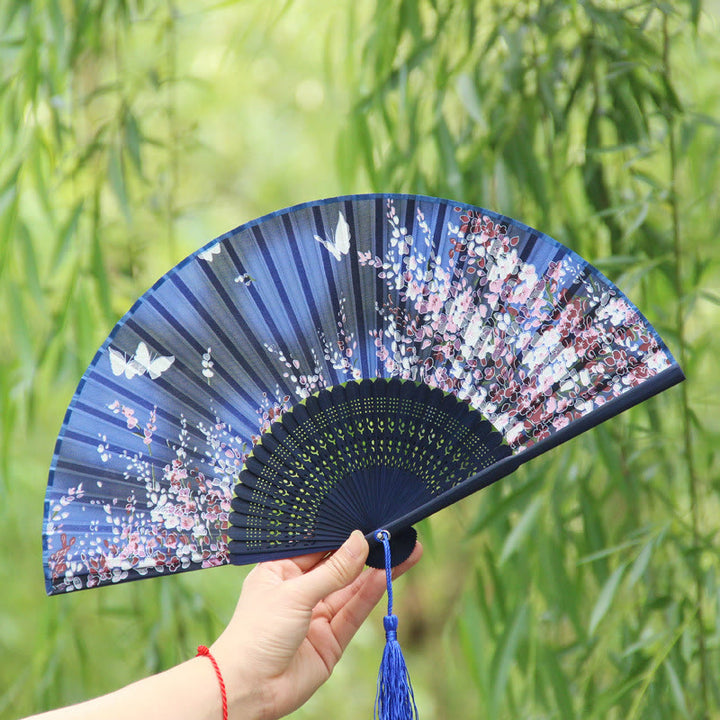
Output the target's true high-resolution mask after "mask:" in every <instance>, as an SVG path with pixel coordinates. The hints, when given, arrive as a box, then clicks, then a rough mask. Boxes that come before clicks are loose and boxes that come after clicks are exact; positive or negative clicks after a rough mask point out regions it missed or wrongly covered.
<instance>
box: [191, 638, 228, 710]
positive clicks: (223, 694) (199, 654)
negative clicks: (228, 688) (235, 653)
mask: <svg viewBox="0 0 720 720" xmlns="http://www.w3.org/2000/svg"><path fill="white" fill-rule="evenodd" d="M200 655H203V656H204V657H206V658H207V659H208V660H210V662H211V663H212V664H213V667H214V668H215V674H216V675H217V678H218V682H219V683H220V695H221V696H222V702H223V720H227V691H226V690H225V681H224V680H223V679H222V673H221V672H220V668H219V667H218V664H217V660H215V658H214V657H213V656H212V653H211V652H210V650H208V649H207V648H206V647H205V646H204V645H198V654H197V655H196V656H195V657H200Z"/></svg>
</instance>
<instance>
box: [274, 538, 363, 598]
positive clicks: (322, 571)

What to do: Reproduce all of the entries above character for character, omitting the pictures.

Exercise solution:
Output the target's true high-resolution mask after "mask:" in every <instance>, as an SVG path with pixel coordinates. The hints, when given, arrive as a box, then clicks, then a rough mask. Boxes that come before clicks are loose and boxes that come after clicks are exact; positive or negative clicks after a rough mask point out regions it missed or wrongly covered.
<instance>
box: [191, 638, 228, 710]
positive clicks: (223, 694) (199, 654)
negative clicks: (228, 688) (235, 653)
mask: <svg viewBox="0 0 720 720" xmlns="http://www.w3.org/2000/svg"><path fill="white" fill-rule="evenodd" d="M200 655H203V656H204V657H206V658H207V659H208V660H210V662H211V663H212V664H213V667H214V668H215V674H216V675H217V678H218V682H219V683H220V695H221V696H222V702H223V720H227V691H226V690H225V681H224V680H223V679H222V673H221V672H220V668H219V667H218V664H217V660H215V658H214V657H213V656H212V653H211V652H210V650H208V649H207V648H206V647H205V646H204V645H198V654H197V655H196V656H195V657H200Z"/></svg>
</instance>
<instance>
box: [274, 538, 363, 598]
positive clicks: (322, 571)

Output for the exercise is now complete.